AIM: Write out, with no changes, the lines of the listing that start with the line containing "For the stair" and run through the end of the listing.

····················

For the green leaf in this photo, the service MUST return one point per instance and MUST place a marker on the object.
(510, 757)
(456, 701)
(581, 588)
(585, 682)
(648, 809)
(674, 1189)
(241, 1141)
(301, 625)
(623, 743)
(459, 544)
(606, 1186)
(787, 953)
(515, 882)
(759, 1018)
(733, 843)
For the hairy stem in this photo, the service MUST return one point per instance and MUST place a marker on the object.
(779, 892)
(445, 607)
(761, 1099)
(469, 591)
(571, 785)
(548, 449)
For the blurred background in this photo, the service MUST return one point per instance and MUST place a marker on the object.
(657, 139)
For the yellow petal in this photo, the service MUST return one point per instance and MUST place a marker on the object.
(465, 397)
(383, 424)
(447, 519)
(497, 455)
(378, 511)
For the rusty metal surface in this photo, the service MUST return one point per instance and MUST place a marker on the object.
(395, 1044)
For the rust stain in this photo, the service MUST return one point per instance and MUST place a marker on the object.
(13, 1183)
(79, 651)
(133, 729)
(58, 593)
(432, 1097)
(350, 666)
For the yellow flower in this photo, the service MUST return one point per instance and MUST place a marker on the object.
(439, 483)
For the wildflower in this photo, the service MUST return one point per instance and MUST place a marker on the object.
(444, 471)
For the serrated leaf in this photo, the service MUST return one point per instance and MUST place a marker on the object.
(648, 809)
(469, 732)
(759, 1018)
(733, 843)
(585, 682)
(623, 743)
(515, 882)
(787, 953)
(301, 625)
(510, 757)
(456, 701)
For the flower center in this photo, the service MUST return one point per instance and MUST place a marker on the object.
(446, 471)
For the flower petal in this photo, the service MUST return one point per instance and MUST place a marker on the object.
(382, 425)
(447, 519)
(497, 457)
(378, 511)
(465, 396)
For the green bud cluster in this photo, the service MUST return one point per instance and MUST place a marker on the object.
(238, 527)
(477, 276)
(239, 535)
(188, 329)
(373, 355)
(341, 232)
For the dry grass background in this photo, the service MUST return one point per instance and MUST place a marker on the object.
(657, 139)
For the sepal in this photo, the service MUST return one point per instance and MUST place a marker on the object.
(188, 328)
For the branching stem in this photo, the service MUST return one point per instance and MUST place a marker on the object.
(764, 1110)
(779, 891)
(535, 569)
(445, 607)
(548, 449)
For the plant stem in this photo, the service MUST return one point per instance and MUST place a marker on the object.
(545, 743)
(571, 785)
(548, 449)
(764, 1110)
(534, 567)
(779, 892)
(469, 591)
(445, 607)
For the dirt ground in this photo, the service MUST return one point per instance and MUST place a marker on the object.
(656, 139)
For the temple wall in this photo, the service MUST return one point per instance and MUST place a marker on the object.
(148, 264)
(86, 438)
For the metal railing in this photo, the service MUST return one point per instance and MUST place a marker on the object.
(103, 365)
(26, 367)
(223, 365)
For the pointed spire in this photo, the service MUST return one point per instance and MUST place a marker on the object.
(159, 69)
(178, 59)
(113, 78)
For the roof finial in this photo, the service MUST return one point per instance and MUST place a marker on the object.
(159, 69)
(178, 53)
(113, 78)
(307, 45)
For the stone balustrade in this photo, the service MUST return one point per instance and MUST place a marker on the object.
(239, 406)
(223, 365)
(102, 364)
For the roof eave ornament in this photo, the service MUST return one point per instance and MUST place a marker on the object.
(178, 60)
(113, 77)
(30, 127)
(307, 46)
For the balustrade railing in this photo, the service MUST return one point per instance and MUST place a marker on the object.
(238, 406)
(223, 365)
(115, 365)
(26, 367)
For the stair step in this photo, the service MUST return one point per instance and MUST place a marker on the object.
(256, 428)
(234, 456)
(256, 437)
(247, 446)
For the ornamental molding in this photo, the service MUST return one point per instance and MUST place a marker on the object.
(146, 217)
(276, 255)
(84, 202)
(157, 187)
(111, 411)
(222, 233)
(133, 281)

····················

CORRECT ANSWER:
For the stair step in this photo, the service MUST return one point per instance and MUST place a marker on the object.
(256, 428)
(234, 456)
(256, 437)
(247, 446)
For the ornamental molding in this photo, the service MUST return one point per instance and MUST place a marker on the object.
(146, 217)
(276, 255)
(84, 202)
(157, 187)
(111, 411)
(222, 233)
(133, 281)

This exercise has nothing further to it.